» WHAT TO PRODUCE:
Print the listing below line for line without changing anything, and leave the pictures out.

# start of MATERIAL TO PROCESS

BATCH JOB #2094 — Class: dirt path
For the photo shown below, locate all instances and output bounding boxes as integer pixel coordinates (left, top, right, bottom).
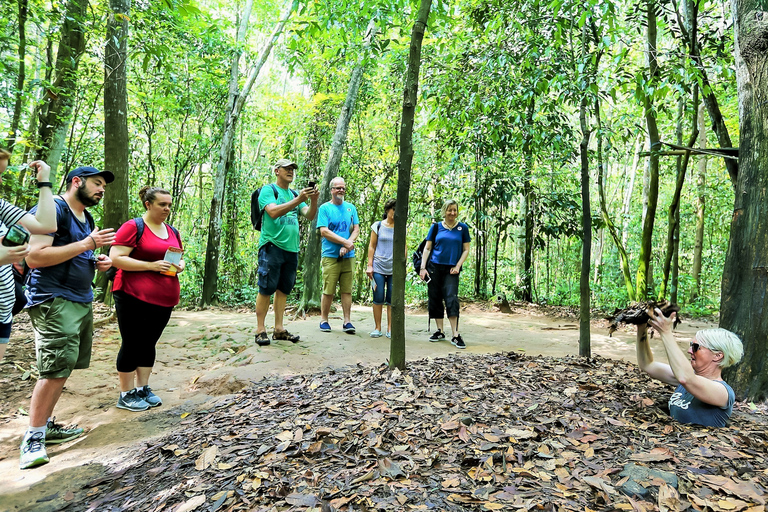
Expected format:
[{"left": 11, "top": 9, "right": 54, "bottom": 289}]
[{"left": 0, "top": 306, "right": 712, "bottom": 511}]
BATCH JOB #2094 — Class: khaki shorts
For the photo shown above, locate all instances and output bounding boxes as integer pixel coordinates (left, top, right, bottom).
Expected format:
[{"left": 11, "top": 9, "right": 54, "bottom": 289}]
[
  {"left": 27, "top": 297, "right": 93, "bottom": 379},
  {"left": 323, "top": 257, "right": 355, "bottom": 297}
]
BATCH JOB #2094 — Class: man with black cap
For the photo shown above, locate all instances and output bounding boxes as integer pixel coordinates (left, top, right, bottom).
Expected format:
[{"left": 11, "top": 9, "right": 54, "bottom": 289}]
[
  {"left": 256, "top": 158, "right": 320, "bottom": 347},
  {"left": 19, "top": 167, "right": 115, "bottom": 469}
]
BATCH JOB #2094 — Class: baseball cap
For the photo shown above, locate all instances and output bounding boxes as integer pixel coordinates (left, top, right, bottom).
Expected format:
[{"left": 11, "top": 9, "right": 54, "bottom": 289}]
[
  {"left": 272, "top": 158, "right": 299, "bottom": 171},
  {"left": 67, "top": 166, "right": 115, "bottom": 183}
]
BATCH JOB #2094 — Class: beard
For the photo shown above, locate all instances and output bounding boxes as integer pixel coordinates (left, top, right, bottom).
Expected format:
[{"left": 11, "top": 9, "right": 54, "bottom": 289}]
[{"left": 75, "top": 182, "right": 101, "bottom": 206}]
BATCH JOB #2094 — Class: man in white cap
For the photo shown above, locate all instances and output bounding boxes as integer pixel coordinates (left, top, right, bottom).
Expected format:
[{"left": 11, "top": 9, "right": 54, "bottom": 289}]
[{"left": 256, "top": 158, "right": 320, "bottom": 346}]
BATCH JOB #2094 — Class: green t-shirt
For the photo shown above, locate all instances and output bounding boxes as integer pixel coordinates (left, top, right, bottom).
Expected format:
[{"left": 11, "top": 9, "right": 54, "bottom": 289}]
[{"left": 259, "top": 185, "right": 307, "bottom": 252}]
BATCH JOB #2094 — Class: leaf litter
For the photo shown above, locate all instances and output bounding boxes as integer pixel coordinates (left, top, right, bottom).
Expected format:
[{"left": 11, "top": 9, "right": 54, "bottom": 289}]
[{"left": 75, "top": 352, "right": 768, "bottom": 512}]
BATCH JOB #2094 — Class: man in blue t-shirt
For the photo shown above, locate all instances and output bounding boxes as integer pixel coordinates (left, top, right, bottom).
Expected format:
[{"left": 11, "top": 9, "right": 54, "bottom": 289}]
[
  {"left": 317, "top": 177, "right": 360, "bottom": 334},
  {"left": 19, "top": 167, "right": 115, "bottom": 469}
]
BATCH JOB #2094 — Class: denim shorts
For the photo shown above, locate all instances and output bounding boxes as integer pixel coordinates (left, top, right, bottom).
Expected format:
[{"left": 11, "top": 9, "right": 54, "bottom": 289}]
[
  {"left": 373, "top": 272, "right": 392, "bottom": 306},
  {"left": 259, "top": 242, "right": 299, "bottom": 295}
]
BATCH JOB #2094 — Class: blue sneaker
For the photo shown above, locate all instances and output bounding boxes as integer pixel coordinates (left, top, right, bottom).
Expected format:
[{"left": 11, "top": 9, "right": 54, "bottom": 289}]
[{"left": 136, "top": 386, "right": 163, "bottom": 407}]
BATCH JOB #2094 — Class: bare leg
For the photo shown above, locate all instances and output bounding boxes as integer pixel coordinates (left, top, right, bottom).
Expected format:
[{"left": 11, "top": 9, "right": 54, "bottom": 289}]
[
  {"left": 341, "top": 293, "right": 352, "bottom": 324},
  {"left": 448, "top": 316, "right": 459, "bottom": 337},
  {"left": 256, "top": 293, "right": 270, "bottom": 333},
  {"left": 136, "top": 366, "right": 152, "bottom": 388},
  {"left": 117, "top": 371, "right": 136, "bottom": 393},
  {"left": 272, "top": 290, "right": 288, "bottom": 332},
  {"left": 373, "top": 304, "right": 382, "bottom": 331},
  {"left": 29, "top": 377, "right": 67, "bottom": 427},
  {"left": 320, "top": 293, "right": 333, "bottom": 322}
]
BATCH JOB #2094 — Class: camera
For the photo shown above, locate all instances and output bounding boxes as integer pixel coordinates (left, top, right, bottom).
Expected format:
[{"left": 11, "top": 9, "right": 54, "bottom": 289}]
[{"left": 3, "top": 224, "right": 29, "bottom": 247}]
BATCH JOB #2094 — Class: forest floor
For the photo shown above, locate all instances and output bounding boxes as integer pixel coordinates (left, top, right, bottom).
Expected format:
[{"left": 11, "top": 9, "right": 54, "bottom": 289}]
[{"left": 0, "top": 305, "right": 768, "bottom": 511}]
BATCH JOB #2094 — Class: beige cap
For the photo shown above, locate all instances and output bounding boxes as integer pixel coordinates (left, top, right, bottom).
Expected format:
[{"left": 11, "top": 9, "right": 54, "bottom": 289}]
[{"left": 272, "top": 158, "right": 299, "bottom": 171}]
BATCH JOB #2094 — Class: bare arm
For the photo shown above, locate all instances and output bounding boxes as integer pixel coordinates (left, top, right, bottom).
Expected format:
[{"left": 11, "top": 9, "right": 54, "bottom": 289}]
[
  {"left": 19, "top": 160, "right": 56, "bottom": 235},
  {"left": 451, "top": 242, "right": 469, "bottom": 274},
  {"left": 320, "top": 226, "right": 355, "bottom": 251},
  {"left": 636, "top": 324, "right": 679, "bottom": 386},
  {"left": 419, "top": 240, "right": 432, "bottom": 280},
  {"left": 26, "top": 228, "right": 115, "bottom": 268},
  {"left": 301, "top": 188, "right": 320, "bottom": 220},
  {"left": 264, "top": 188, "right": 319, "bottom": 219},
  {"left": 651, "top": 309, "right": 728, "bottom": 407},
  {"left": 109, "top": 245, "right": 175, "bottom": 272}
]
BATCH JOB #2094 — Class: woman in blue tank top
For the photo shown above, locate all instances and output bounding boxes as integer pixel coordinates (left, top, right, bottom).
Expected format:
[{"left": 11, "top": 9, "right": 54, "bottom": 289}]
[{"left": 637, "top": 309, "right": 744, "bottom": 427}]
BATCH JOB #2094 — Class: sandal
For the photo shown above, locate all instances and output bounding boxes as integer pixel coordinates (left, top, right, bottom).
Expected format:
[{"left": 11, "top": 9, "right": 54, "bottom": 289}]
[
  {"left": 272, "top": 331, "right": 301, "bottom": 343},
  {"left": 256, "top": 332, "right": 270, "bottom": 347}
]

# end of MATERIAL TO PROCESS

» SOLUTION FOR THIS EXERCISE:
BATCH JOB #2094 — Class: dirt path
For the photo shown below, locate all instances and output bounding boxes as integer pixel coordinates (left, top, right, bottom).
Expected format:
[{"left": 11, "top": 9, "right": 54, "bottom": 289}]
[{"left": 0, "top": 306, "right": 712, "bottom": 511}]
BATCH JOB #2094 — Class: khaki shorts
For the photo shown above, locate all instances and output bounding boxes as integer pixel coordinates (left, top, right, bottom).
Expected format:
[{"left": 11, "top": 9, "right": 54, "bottom": 289}]
[
  {"left": 27, "top": 297, "right": 93, "bottom": 379},
  {"left": 323, "top": 257, "right": 355, "bottom": 297}
]
BATCH JOB #2094 — Class: man with black cap
For the photo shown above, locate all instances and output bounding boxes as integer pixel coordinates (left, top, right, bottom).
Expected format:
[{"left": 11, "top": 9, "right": 54, "bottom": 289}]
[
  {"left": 256, "top": 158, "right": 320, "bottom": 347},
  {"left": 19, "top": 167, "right": 115, "bottom": 469}
]
BATCH JOB #2094 — Class: baseball cap
For the photo shown above, locate all instances and output bounding boxes as integer pixel coordinates (left, top, right, bottom).
Expected format:
[{"left": 11, "top": 9, "right": 54, "bottom": 289}]
[
  {"left": 272, "top": 158, "right": 299, "bottom": 171},
  {"left": 67, "top": 166, "right": 115, "bottom": 183}
]
BATCH JOB #2094 — Class: beard
For the photo shown above, locate all instances and output bounding boxes as integer pixel coordinates (left, top, right, bottom).
Expected format:
[{"left": 11, "top": 9, "right": 54, "bottom": 289}]
[{"left": 75, "top": 182, "right": 101, "bottom": 206}]
BATCH JOB #2094 — Class: man in white cap
For the photo shown above, locate all instances and output bounding boxes as integer pixel coordinates (left, top, right, bottom).
Expected format:
[{"left": 11, "top": 9, "right": 54, "bottom": 289}]
[{"left": 256, "top": 158, "right": 320, "bottom": 346}]
BATCH JOB #2094 — Class: green t-shirt
For the photo shown above, locate all instances and output bounding boxes as integer pixel coordinates (left, top, right, bottom).
Expected format:
[{"left": 11, "top": 9, "right": 54, "bottom": 289}]
[{"left": 259, "top": 185, "right": 307, "bottom": 252}]
BATCH JOB #2094 — Class: leaf litter
For the photo shown above, locate all instances and output bounding boxes as integer pixel coordinates (left, top, right, bottom).
Expected format:
[{"left": 11, "top": 9, "right": 54, "bottom": 289}]
[{"left": 75, "top": 352, "right": 768, "bottom": 512}]
BATCH JOB #2094 — Class: man in blue t-shirt
For the photo shown above, locate all instances and output bounding boxes as integer pixel coordinates (left, top, right, bottom).
Expected format:
[{"left": 11, "top": 9, "right": 54, "bottom": 289}]
[
  {"left": 317, "top": 177, "right": 360, "bottom": 334},
  {"left": 19, "top": 167, "right": 115, "bottom": 469}
]
BATCH JOB #2094 — Class: denim shorts
For the photo shown above, locate all instances and output bounding boxes as integer pixel coordinates (left, top, right, bottom).
Expected format:
[{"left": 11, "top": 9, "right": 54, "bottom": 289}]
[
  {"left": 373, "top": 272, "right": 392, "bottom": 306},
  {"left": 259, "top": 242, "right": 299, "bottom": 295}
]
BATCH JOB #2094 — Class: blue sneaker
For the photo shown above, locate all instances and output bounding boxes as integer pixel coordinates (left, top, right, bottom).
Expected format:
[{"left": 11, "top": 9, "right": 54, "bottom": 289}]
[{"left": 136, "top": 386, "right": 163, "bottom": 407}]
BATCH JOB #2094 — Class: bare leg
For the photo shown above, locate all instances and output bounding boxes as integer pixel coordinates (left, top, right, bottom).
Expected format:
[{"left": 11, "top": 9, "right": 54, "bottom": 289}]
[
  {"left": 341, "top": 293, "right": 352, "bottom": 324},
  {"left": 448, "top": 316, "right": 459, "bottom": 337},
  {"left": 256, "top": 293, "right": 270, "bottom": 333},
  {"left": 136, "top": 366, "right": 152, "bottom": 388},
  {"left": 117, "top": 371, "right": 136, "bottom": 393},
  {"left": 272, "top": 290, "right": 288, "bottom": 332},
  {"left": 373, "top": 304, "right": 382, "bottom": 331},
  {"left": 29, "top": 377, "right": 67, "bottom": 427},
  {"left": 320, "top": 293, "right": 333, "bottom": 322}
]
BATCH JOB #2094 — Class: camera
For the photo shown above, locate all instances and output bounding boxes as integer pixel coordinates (left, top, right, bottom).
Expected format:
[{"left": 11, "top": 9, "right": 54, "bottom": 289}]
[{"left": 3, "top": 224, "right": 29, "bottom": 247}]
BATCH JOB #2094 — Class: forest floor
For the photo shown above, locate all instances and output bounding boxes as integer pixel coordinates (left, top, right, bottom).
Expected format:
[{"left": 11, "top": 9, "right": 54, "bottom": 289}]
[{"left": 0, "top": 305, "right": 768, "bottom": 511}]
BATCH JOB #2094 — Class: beige cap
For the photo shown above, locate all instances and output bounding boxes as integer pixel coordinates (left, top, right, bottom).
Expected format:
[{"left": 11, "top": 9, "right": 54, "bottom": 289}]
[{"left": 272, "top": 158, "right": 299, "bottom": 171}]
BATCH JOB #2094 — Class: bare arm
For the photo shown above, locate all instances and output bounding boxes as integer pixel coordinates (left, top, right, bottom).
Expected format:
[{"left": 11, "top": 9, "right": 54, "bottom": 289}]
[
  {"left": 19, "top": 160, "right": 56, "bottom": 235},
  {"left": 451, "top": 242, "right": 469, "bottom": 274},
  {"left": 320, "top": 226, "right": 355, "bottom": 251},
  {"left": 636, "top": 324, "right": 679, "bottom": 386},
  {"left": 419, "top": 240, "right": 432, "bottom": 280},
  {"left": 26, "top": 228, "right": 115, "bottom": 268},
  {"left": 301, "top": 188, "right": 320, "bottom": 220},
  {"left": 264, "top": 188, "right": 319, "bottom": 219},
  {"left": 651, "top": 309, "right": 728, "bottom": 407},
  {"left": 109, "top": 245, "right": 175, "bottom": 272}
]
BATCH JOB #2094 — Class: woman in blue tank top
For the photo shown above, locate all instances and output bounding boxes as integer pixel coordinates (left, top, right, bottom).
Expected format:
[{"left": 11, "top": 9, "right": 54, "bottom": 289}]
[{"left": 637, "top": 309, "right": 744, "bottom": 427}]
BATCH JOB #2094 — Class: sandal
For the photo shown above, locate all instances and output bounding boxes as integer pixel coordinates (left, top, right, bottom).
Expected format:
[{"left": 11, "top": 9, "right": 54, "bottom": 289}]
[
  {"left": 272, "top": 331, "right": 301, "bottom": 343},
  {"left": 256, "top": 332, "right": 270, "bottom": 347}
]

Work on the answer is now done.